WRITTEN TASKS:
(a) In the parametric models page below, what does the aic attribute hold?
(b) Please reproduce a passage of the parametric models page word for word, starting with "aic : double" and going on through "the same API.".
(c) Say whether each statement agrees with the parametric models page, answering yes or no and quoting the words that decide it: (i) every model shares one API; (ii) the auto_scaler parameter defaults to False; (iii) parametric models return smooth functions.
## start SOURCE DOCUMENT


Parametric models

Unlike Semi-Parametric models, Parametric models are better suited for forecasting and will return smooth functions of $h(t, x)$ or $S(t, x)$ . The most common parametric models available in PySurvival are:

Exponential
Weibull
Gompertz
Log-Logistic
Log-Normal

Instance

To create an instance:

use pysurvival.models.parametric.ExponentialModel to build an Exponential model
use pysurvival.models.parametric.WeibullModel to build a Weibull model
use pysurvival.models.parametric.GompertzModel to build a Gompertz model
use pysurvival.models.parametric.LogLogisticModel to build a Log-Logistic model
use pysurvival.models.parametric.LogNormalModel to build a Log-Normal model

Attributes

aic : double -- value of the Akaike information criterion
times: array-like -- representation of the time axis for the model
time_buckets: array-like -- representation of the time axis of the model using time bins, which are represented by $[ t_{k-1}, t_k )$

API

All the models share the same API.

__init__ - Initialization

__init__(bins=100, auto_scaler=True)

Parameters:

bins: int (default=100) Number of subdivisions of the time axis
auto_scaler: boolean (default=True) Determines whether a sklearn scaler should be automatically applied

fit - Fit the estimator based on the given parameters

fit(X, T, E, init_method = 'glorot_uniform', optimizer ='adam',
    lr = 1e-4, num_epochs = 1000, l2_reg=1e-2, verbose=True,
    is_min_time_zero = True, extra_pct_time = 0.1))
## end SOURCE DOCUMENT
## start INFORMATION SUPPLIED
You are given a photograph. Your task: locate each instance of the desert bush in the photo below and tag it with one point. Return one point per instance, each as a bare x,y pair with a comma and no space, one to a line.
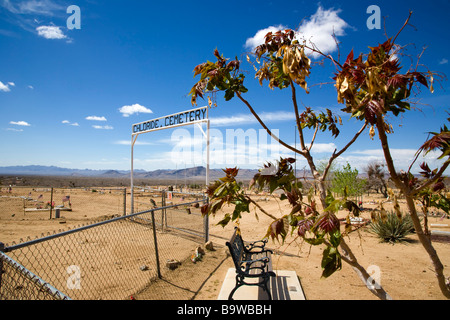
## end INFORMATION SUPPLIED
ANSWERS:
(a) The value of the Akaike information criterion.

(b)
aic : double -- value of the Akaike information criterion
times: array-like -- representation of the time axis for the model
time_buckets: array-like -- representation of the time axis of the model using time bins, which are represented by $[ t_{k-1}, t_k )$

API

All the models share the same API.

(c)
(i) Yes: "All the models share the same API."
(ii) No: "auto_scaler: boolean (default=True)"
(iii) Yes: "Parametric models are better suited for forecasting and will return smooth functions of $h(t, x)$ or $S(t, x)$"